==== Verilen metin ====

Abaküs Yazılım
Hukuk Genel Kurulu
Esas No: 2012/19-56
Karar No: 2012/260
Karar Tarihi: 30.03.2012

Yargıtay Hukuk Genel Kurulu 2012/19-56 Esas 2012/260 Karar Sayılı İlamı

Özet:


Davalı ile davacı arasında yapılan araç kiralama sözleşmesi kapsamında kiralanan araç hasar gördüğünde, davacı hasar bedelini davalıdan talep etmiş ancak davalı bu talebi reddetmiştir. Davacı bu durumda itirazın iptali, takibin devamı ve icra inkar tazminatının davalıdan tahsiline karar verilmesini talep etmiştir. Yerel mahkeme bu talebi reddetmiştir. Özel Daire, davacının ispat yükümlülüğü olmadığı gerekçesiyle kararı bozmuştur. Hukuk Genel Kurulu ise, davalının savunması doğrultusunda, hasardan kendisinin sorumlu olmadığını savunsunun ispat yükü altında olduğuna karar vermiştir. Mahkemece, davalının sorumluluktan kurtulma imkanı olup olmadığı ve davacının da araçta oluşan zarar miktarının ispatı konusunda varsa delilleri incelenerek karar verilmesi gerektiği belirtilmiştir. Kararda, 4721 sayılı Türk Medeni Kanunu’nun 6. maddesi “ispat yükü” hükmü açıklanmıştır. Ayrıca, 1086 sayılı Hukuk Usulü Muhakemeleri Kanunu’nun 429. maddesi gereği direnme kararının bozulduğu belirtilmiştir.
Hukuk Genel Kurulu         2012/19-56 E.  ,  2012/260 K.
  • ARAÇ KİRA SÖZLEŞMESİ
  • KİRALIK ARAÇTA HASAR OLUŞUMU
  • İSPAT KÜLFETİ

    "İçtihat Metni"

    Taraflar arasındaki “itirazın iptali” davasından dolayı yapılan yargılama sonunda; Bakırköy 6. Sulh Hukuk Mahkemesince davanın reddine dair verilen 18.03.2008 gün ve 2007/929 E., 2008/283 K. sayılı kararın incelenmesi davacı vekili tarafından istenilmesi üzerine, Yargıtay 19. Hukuk Dairesinin 07.10.2009 gün ve 2008/11742 E., 2009/8975 K. sayılı ilamı ile,

    (…Davacı vekili, taraflar arasında akdedilen araç kiralama sözleşmesi kapsamında davalı yanca kiralanan aracın hasarlanması üzerine sözleşme hükümlerine göre hasar bedelinin davalıdan talep edildiğini, davalının olumsuz yanıt vermesi üzerine takip başlatıldığını, davalı borçlunun itirazı sonucu takibin durduğunu belirterek itirazın iptali, takibin devamı ve % 40 oranında icra inkar tazminatının davalıdan tahsiline karar verilmesini talep ve dava etmiştir.

====

▶ **Görev 1**
Kayıtlarda "sleeve" dizesini içeren her satırı değiştirmeden topla. Büyük ve küçük harf ayrımı gözetilmelidir.
Metin ile kayıtlar birbirinden bağımsız malzemelerdir.

==== Verilen kayıtlar ====

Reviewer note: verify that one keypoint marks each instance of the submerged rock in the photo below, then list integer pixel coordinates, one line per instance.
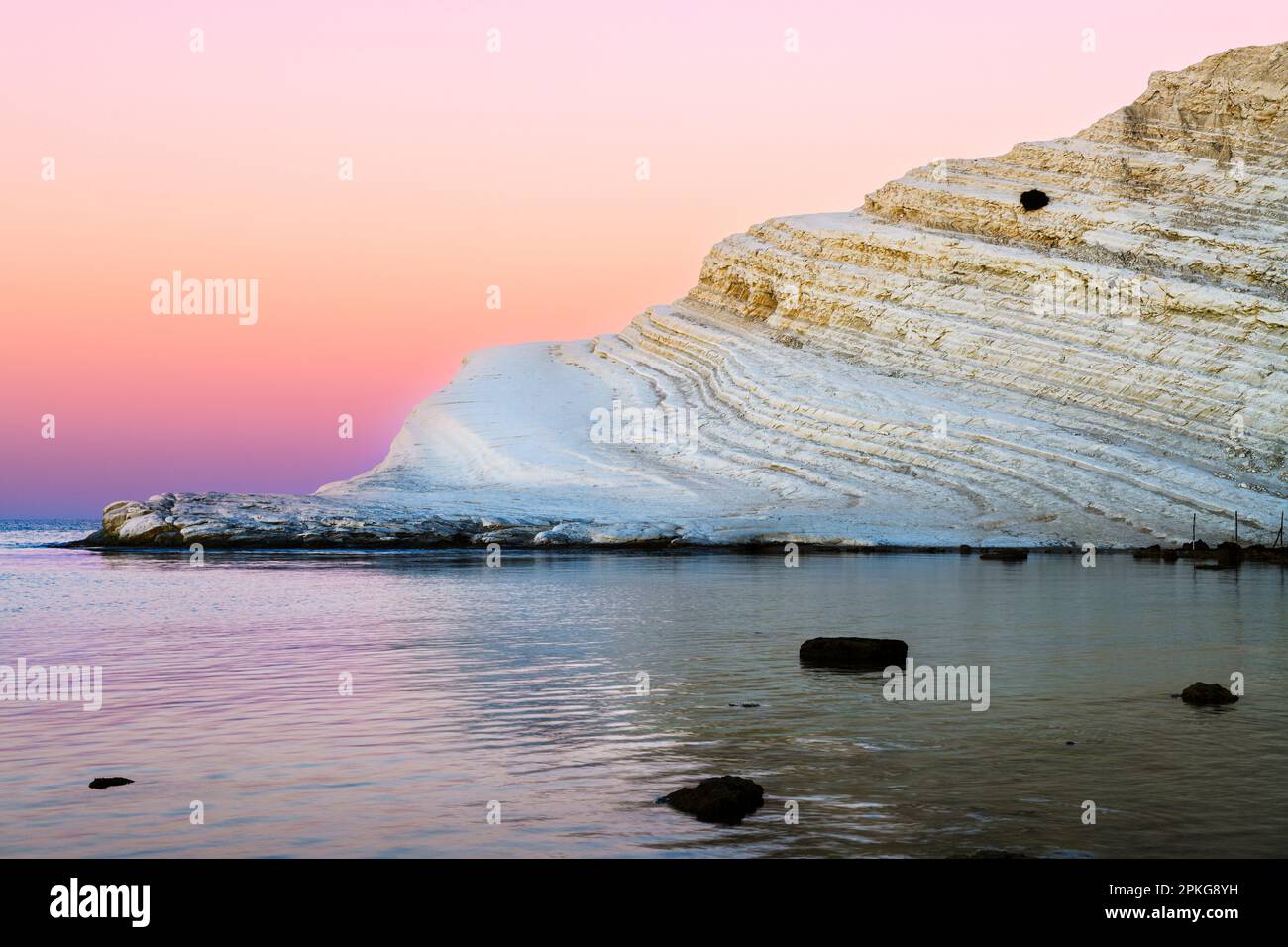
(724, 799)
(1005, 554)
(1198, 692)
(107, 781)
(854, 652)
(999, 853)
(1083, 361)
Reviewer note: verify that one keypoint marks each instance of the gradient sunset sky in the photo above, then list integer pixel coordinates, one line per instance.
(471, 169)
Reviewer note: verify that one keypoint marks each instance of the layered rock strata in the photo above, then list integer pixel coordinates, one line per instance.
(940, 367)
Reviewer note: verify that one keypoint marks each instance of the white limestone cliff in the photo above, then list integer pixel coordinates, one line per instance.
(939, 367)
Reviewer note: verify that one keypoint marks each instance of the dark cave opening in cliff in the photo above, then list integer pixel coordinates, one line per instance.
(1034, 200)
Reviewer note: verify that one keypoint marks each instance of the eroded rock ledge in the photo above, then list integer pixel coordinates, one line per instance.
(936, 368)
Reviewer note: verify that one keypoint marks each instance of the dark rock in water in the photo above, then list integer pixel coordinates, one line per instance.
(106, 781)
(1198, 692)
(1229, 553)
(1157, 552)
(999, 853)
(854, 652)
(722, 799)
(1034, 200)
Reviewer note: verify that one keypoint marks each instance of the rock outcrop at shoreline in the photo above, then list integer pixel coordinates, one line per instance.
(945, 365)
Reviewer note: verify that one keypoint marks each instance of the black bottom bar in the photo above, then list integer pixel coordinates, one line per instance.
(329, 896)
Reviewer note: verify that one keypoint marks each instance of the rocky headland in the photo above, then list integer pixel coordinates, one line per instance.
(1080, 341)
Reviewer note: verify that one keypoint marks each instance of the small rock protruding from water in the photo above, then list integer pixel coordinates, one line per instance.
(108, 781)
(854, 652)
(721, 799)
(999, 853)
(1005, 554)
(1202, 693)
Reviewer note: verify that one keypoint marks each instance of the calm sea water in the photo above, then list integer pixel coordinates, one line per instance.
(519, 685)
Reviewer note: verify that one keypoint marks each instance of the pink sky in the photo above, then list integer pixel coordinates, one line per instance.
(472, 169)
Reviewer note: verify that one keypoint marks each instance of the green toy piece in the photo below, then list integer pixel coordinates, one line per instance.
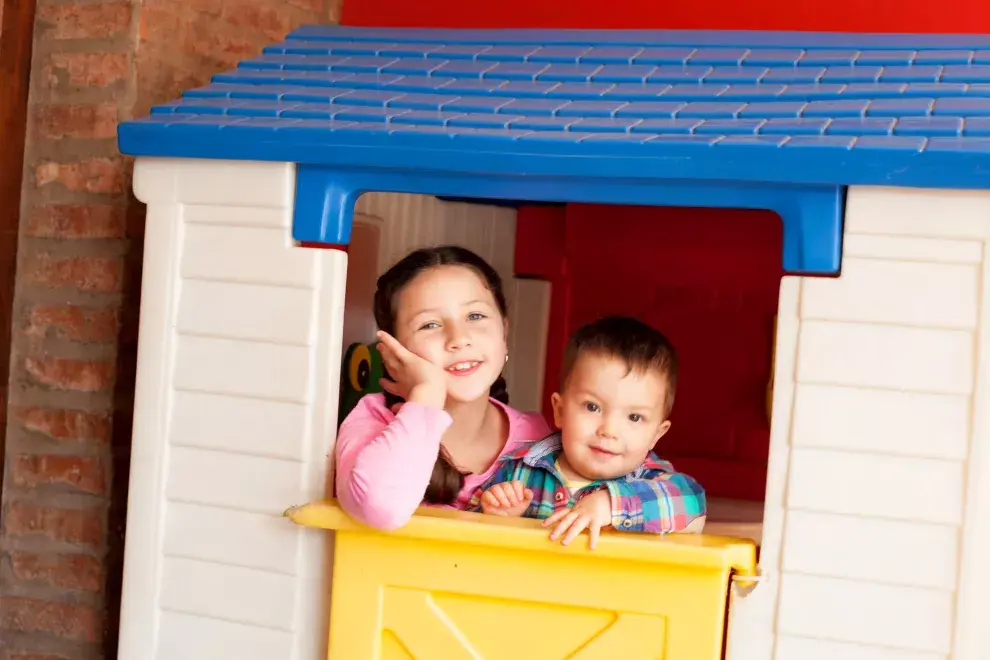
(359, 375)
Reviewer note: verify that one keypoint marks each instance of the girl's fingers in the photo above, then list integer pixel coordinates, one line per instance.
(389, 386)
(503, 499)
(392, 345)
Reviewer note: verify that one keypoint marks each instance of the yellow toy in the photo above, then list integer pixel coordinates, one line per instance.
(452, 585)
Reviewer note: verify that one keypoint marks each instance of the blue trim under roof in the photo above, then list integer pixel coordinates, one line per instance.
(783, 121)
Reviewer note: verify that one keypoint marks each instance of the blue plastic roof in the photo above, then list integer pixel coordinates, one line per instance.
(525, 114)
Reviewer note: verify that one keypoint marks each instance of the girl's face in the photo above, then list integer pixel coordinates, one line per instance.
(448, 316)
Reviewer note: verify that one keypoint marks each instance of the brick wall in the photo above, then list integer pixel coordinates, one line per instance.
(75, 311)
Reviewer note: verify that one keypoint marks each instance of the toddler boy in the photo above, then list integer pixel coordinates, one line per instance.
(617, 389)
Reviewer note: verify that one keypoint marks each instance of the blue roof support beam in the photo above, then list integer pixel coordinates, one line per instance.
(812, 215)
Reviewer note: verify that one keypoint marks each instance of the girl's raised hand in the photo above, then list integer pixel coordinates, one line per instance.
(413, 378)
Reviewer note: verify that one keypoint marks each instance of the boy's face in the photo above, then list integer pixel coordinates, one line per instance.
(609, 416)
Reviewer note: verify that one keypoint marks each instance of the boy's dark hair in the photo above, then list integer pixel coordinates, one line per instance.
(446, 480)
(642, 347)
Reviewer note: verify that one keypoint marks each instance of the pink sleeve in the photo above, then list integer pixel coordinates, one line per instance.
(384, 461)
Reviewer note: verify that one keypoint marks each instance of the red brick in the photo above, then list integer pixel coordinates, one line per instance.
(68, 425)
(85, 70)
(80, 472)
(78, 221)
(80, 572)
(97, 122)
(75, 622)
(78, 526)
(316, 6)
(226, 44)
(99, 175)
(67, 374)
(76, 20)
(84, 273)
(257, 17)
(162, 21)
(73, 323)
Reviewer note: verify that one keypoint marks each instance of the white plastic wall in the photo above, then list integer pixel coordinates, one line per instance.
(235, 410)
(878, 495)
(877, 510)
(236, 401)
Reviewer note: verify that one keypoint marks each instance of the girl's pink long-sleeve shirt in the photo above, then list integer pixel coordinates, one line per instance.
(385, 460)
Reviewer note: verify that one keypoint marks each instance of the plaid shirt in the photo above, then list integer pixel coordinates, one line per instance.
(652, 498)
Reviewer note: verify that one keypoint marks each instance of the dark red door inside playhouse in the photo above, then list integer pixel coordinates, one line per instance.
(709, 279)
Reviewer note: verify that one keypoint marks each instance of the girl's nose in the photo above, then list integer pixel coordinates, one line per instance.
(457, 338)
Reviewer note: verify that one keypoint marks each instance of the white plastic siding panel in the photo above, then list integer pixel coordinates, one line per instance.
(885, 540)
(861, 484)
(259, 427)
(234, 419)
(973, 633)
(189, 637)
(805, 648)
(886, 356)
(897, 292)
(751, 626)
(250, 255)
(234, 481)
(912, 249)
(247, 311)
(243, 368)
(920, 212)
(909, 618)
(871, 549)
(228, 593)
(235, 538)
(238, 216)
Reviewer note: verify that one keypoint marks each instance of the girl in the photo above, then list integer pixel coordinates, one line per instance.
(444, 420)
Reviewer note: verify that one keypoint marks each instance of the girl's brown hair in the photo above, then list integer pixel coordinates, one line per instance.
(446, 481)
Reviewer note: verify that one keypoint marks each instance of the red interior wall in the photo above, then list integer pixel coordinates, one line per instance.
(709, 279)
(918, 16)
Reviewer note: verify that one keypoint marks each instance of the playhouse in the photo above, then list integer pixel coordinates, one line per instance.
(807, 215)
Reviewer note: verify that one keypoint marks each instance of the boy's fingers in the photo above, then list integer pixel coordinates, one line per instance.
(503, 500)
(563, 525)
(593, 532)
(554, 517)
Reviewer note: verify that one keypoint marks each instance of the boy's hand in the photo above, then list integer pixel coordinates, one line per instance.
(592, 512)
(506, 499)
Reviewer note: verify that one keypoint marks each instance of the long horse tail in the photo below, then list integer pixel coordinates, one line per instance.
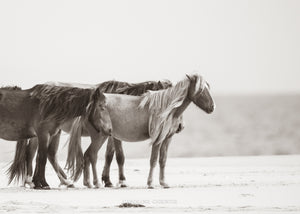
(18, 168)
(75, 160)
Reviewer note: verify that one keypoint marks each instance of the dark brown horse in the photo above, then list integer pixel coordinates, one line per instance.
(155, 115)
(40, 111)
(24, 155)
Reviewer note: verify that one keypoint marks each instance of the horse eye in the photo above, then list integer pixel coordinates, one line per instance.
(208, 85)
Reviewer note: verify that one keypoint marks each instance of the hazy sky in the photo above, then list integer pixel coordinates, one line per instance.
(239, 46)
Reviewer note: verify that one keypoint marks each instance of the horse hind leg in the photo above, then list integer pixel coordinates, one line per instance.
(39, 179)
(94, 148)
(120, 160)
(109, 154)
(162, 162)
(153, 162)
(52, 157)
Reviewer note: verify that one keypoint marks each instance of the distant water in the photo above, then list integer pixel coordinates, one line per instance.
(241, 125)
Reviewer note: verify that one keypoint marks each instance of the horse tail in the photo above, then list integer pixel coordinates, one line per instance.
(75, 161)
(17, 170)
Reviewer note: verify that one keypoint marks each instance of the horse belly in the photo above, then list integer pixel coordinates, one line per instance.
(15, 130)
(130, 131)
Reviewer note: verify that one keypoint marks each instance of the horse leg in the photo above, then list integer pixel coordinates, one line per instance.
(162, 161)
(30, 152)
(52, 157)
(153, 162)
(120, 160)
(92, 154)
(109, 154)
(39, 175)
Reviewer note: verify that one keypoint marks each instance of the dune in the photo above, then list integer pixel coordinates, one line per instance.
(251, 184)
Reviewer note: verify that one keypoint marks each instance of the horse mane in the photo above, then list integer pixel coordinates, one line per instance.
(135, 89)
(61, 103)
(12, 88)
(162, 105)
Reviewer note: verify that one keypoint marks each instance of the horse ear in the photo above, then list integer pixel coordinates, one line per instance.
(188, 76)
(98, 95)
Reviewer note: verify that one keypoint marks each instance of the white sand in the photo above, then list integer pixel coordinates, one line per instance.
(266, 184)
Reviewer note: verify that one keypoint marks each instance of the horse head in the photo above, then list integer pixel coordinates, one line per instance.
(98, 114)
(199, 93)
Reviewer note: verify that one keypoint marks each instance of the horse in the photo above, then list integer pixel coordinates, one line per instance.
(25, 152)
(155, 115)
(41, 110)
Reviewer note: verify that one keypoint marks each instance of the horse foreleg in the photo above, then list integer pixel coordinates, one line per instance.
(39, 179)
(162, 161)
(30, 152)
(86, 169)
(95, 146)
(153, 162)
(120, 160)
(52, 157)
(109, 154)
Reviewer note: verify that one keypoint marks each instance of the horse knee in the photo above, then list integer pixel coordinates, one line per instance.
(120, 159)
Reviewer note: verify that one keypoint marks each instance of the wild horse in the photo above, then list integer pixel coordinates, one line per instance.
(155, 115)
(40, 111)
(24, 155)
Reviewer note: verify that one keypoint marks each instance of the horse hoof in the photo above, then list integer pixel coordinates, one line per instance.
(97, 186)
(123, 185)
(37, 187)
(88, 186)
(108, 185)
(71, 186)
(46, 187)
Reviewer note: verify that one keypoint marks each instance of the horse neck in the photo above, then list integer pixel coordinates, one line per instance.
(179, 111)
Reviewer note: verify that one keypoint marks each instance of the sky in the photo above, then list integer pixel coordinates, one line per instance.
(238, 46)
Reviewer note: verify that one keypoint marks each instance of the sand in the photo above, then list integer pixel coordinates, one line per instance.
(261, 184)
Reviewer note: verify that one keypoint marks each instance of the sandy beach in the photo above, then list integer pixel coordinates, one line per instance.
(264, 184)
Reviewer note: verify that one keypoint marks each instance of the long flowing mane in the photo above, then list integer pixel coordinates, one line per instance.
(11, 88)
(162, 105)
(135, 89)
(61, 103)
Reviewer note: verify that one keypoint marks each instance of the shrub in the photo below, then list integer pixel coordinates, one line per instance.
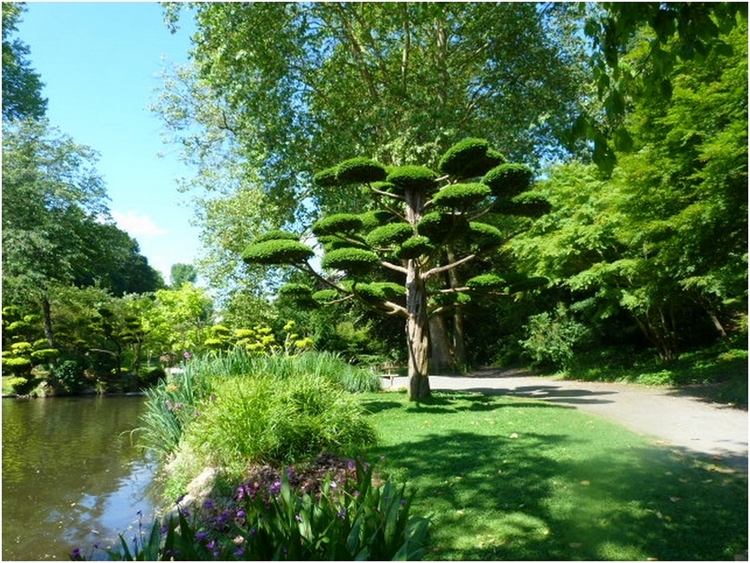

====

▶ **Görev 2**
Lütfen kiralık araçtaki hasara ilişkin Yargıtay kararını, metindeki son cümleden sonra sürdür.

▶ **Alıştırma yanıtı 1**
Reviewer note: verify that one keypoint marks each instance of the pink sleeve in the photo above, then list integer pixel coordinates, one line per instance.
Reviewer note: verify that one keypoint marks each instance of the girl's pink long-sleeve shirt in the photo above, then list integer pixel coordinates, one line per instance.

▶ **Alıştırma yanıtı 2**
    Davalı vekili, müvekkilince davacıya ait aracın kötü kullanılmadığını, araca alınan yakıtın ayıplı olması sonucu araçta arıza oluştuğunu ve müvekkilinin somut olayda kusurunun bulunmadığını bildirerek davanın reddini savunmuştur.

    Mahkemece davacı yanca kanıtlanamayan davanın reddiyle takibin iptaline karar verilmiş, hüküm davacı vekilince temyiz edilmiştir.

    Taraflar arasındaki kira sözleşmesinin 13. maddesi uyarınca kiracı kiralananı kira süresi sonunda kiralayana aldığı gibi hasarsız olarak teslim etmekle yükümlüdür. Mahkemece anılan sözleşme hükmü gözetilerek araştırma ve inceleme yapılıp varılacak uygun sonuç dairesinde bir karar verilmesi gerekirken bu yönler üzerinde durulup tartışılmadan somut olaya uygun düşmeyen gerekçelerle yazılı şekilde hüküm kurulması doğru görülmemiştir...)

    gerekçesiyle bozularak dosya yerine geri çevrilmekle, yeniden yapılan yargılama sonunda, mahkemece önceki kararda direnilmiştir. 

    TEMYİZ EDEN: Davacı vekili 

                                   HUKUK GENEL KURULU KARARI 

    Hukuk Genel Kurulunca incelenerek direnme kararının süresinde temyiz edildiği anlaşıldıktan ve dosyadaki kağıtlar okunduktan sonra gereği görüşüldü:

    Dava, itirazın iptali istemine ilişkindir.

    Yerel mahkemece, davanın reddine dair verilen karar davacı vekilinin temyizi üzerine, Özel Dairece yukarıda başlık bölümünde yazılı gerekçeyle bozulmuş; mahkemece önceki kararda direnilmiştir.

    Direnme kararını, davacı vekili temyize getirmiştir.

    Direnme yoluyla Hukuk Genel Kurulu önüne gelen uyuşmazlık; taraflar arasındaki kira sözleşmesinin 13. maddesinde yer alan “kiracı kiralananı kira süresi sonunda kiralayana aldığı gibi hasarsız olarak teslim etmekle yükümlüdür.” hükmünün mahkemece irdelenip irdelenmediği, buna göre yeterli araştırma ve inceleme yapılıp yapılmadığı noktasında toplanmaktadır.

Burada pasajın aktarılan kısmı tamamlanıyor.